**Arbeitsaufträge**:
A: Prüfe, ob die folgenden Aussagen mit dem vorliegenden Text übereinstimmen, und beantworte jede mit Ja oder Nein sowie den entscheidenden Worten des Textes als wörtlichem Zitat: (i) Robert Ide vertritt Lorenz Maroldt während dessen Urlaub. (ii) Nach Harald Range wusste Justizminister Heiko Maas von nichts. (iii) Die Journalisten von Netzpolitik.org geben an, den Begriff Landesverrat erst nachgeschlagen zu haben.
B: Setze den Text über Medienfreiheit und die Netzpolitik.org-Affäre im Anschluss an seinen letzten Satz fort.

**Vorliegender Text**:
-*-*-
Kleine Blogger, Großverlage und ihre Keulen
Rücktrittsforderungen, jetzt auch gegen denselben Amtsträger aus ganz unterschiedlichen Richtungen; alte Rechnungen zwischen Analog- und Digitalmedien; ein Abgang, der zumindest in der eigenen Filterblase viel her macht: Der Medienfreiheits-Diskurs ist schon wieder im deutschen Medien-Alltag angekommen. Außerdem: Die Funkes mit dem eher schlechten Ruf spielen darin nun auch eine Rolle. Und die Bild-Zeitung mit dem noch schlechteren?

Wie prophezeite Robert Ide, die aufgekratzte Miniteilzeit-Urlaubsvertretung des Morgen-Newsletterers Lorenz Maroldt, schon am Montag?

"Wegen der Maaßen-Überwachung in Deutschland bewirft sich nun die halbe Bundesregierung mit giftigem Datenmüll. Verfassungsschutz-Chef Hans-Georg Maaßen verteidigt unbeirrt verwirrt seinen Insgeheimdienst. Die in Anti-Terror-Ermittlungen geratenen Journalisten vom Rechercheportal 'Netzpolitik.org' gestehen: 'Wir mussten Landesverrat erst googeln.' Am Sonntagabend ließ noch Generalbundesanwalt Harald Range, der den umstrittenen Fall erst aufnahm und dann ruhen ließ, wissen, die ganze Aufregung habe sich schon vor zweieinhalb Monaten abgespielt - intern, und Justizminister Heiko Maas (SPD) habe alles gewusst. Derweil meint Innenminister Thomas de Maizière (CDU), er habe gar nichts mitgekriegt. Wer fragt jetzt die NSA, wie es wirklich war?"
-*-*-
Unbearbeitete Zeilen:
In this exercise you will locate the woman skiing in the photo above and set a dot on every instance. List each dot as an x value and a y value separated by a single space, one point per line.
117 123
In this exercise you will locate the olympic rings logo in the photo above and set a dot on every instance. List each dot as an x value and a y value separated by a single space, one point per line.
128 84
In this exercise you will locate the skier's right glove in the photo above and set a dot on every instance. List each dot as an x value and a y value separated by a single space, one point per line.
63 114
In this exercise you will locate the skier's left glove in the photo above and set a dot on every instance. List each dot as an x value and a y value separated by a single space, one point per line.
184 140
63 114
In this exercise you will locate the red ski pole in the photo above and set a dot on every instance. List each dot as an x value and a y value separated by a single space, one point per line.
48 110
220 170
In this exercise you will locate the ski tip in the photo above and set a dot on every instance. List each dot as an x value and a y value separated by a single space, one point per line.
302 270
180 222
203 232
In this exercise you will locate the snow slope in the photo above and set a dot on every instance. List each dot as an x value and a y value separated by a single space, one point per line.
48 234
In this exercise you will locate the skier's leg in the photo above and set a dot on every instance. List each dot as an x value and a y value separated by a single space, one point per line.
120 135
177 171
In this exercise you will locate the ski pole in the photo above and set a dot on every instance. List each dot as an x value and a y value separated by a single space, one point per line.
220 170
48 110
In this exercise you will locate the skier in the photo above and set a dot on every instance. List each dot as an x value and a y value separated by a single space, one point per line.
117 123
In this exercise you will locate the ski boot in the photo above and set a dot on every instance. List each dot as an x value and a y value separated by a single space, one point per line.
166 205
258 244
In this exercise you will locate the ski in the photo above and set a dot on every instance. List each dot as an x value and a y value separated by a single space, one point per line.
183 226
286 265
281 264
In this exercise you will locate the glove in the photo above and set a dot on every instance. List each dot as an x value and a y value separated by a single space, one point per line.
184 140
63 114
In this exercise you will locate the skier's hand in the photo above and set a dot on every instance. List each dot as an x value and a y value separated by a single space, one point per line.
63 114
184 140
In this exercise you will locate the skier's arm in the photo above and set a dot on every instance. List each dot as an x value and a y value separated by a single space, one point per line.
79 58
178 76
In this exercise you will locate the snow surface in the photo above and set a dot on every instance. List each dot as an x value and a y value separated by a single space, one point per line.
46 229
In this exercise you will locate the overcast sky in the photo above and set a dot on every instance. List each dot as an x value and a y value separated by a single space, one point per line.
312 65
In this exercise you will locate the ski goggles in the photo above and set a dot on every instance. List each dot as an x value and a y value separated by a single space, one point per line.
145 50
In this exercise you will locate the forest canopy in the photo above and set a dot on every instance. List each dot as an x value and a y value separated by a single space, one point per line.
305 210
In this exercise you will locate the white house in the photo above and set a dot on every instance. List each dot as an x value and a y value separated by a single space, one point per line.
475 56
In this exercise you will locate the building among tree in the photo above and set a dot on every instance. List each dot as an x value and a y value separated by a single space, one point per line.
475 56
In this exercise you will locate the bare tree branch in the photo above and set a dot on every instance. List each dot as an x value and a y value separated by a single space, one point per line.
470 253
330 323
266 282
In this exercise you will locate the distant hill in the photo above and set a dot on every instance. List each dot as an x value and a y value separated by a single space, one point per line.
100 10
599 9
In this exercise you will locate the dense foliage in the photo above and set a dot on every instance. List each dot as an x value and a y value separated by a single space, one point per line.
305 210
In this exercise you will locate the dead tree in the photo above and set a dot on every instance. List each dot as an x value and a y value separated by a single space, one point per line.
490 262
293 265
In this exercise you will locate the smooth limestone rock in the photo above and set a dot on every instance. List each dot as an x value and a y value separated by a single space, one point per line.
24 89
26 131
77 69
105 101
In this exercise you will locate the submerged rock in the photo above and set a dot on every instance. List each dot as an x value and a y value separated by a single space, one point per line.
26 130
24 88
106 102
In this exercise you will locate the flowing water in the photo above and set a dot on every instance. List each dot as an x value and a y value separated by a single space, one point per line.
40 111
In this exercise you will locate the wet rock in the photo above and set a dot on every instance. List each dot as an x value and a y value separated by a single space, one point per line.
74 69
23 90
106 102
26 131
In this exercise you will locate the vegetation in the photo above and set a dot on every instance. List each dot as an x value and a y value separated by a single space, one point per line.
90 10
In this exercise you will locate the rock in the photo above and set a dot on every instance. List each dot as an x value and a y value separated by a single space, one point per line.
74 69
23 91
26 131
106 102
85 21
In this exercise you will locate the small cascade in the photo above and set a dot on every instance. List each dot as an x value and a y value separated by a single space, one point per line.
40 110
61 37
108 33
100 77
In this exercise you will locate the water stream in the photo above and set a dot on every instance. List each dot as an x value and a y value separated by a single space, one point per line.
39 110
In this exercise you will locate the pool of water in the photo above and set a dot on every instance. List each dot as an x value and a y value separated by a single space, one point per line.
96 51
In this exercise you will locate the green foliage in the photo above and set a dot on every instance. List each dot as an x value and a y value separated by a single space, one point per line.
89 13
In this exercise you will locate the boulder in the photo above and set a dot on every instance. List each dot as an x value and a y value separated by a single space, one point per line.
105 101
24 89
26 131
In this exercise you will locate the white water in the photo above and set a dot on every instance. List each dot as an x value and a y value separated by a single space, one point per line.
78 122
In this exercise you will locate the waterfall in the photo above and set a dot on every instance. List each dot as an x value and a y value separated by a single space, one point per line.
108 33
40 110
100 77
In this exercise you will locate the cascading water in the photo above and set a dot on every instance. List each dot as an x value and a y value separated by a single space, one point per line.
-*-*-
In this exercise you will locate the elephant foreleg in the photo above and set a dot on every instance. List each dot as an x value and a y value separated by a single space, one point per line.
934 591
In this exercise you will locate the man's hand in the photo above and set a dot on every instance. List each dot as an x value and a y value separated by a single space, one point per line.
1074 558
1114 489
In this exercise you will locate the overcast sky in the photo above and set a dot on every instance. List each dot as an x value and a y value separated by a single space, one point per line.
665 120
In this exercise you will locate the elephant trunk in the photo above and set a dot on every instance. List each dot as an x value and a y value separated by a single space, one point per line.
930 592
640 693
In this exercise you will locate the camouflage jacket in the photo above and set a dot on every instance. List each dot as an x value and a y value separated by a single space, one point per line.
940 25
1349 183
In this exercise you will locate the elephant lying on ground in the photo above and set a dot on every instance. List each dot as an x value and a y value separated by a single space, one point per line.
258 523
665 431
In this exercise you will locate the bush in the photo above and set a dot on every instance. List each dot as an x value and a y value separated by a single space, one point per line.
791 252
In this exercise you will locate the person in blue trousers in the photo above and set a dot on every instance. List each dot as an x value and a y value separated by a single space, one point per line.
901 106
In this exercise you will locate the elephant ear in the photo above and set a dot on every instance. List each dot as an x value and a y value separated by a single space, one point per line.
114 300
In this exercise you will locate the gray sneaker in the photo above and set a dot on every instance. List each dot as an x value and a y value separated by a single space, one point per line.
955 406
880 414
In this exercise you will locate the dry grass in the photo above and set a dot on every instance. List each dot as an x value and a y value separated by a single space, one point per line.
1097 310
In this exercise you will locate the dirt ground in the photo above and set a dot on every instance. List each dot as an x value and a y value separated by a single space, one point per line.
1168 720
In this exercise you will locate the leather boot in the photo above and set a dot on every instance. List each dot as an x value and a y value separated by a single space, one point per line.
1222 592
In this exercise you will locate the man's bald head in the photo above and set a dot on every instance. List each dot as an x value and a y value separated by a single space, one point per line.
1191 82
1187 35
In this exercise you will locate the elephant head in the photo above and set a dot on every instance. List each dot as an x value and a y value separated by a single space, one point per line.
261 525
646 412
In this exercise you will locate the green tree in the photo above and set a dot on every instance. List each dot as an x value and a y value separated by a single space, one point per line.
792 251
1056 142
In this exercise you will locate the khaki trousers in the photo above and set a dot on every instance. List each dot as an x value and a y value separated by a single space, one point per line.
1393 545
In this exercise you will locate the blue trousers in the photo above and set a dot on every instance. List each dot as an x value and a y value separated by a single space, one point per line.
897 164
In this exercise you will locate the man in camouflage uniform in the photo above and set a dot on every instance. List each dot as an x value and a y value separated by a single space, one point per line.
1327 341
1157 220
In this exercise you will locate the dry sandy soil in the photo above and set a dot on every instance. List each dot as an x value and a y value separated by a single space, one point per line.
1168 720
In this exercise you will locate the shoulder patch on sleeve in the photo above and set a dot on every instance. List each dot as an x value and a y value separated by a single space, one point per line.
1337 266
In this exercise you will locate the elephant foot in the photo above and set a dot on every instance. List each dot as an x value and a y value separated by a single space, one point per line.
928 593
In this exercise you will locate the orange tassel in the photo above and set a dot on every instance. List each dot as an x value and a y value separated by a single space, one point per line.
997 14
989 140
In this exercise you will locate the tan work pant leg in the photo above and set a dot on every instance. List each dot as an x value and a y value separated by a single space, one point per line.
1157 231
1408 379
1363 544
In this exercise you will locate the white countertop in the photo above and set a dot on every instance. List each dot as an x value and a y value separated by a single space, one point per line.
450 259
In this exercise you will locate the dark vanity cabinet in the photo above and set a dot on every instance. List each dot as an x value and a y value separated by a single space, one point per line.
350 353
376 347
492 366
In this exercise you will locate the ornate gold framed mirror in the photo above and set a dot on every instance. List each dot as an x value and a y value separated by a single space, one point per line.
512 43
-*-*-
**Lösungen je Aufgabe**:
A:
(i) Ja: „die aufgekratzte Miniteilzeit-Urlaubsvertretung des Morgen-Newsletterers Lorenz Maroldt“
(ii) Nein: „und Justizminister Heiko Maas (SPD) habe alles gewusst“
(iii) Ja: „'Wir mussten Landesverrat erst googeln.'“

B:
In genau diesem Stadium bewegt die ganze Sache sich nun. Markus Beckedahl gesteht immer noch, erst mal gegoogelt zu haben (Standard), obwohl gerade Blogs wie netzpolitik.org doch die NSA-Selektorenliste (in der "Landesverrat", falls nicht seit eh und je enthalten, der höchste Neueinsteiger der Woche sein dürfte) bekannt gemacht haben. Wenn, dann duckduckgo-en Sie solche Begriffe besser!

Bundesminister Maas wird von unterschiedlichen Seiten attackiert. Einerseits erwartungsgemäß von denen, die die Behörden Verfassungsschutz und Generalbundesanwaltschaft "blind, ja man muss schon sagen ... blöde" nennen und außer dem, ähm, "Bauern-" (Altpapier gestern) auch noch ein richtiges Opfer wollen. "Vertuschung und Verantwortungsverschiebung" könnten den "Anfangsverdacht" gegen Maas bilden, argumentiert Jochen Bittner bei zeit.de.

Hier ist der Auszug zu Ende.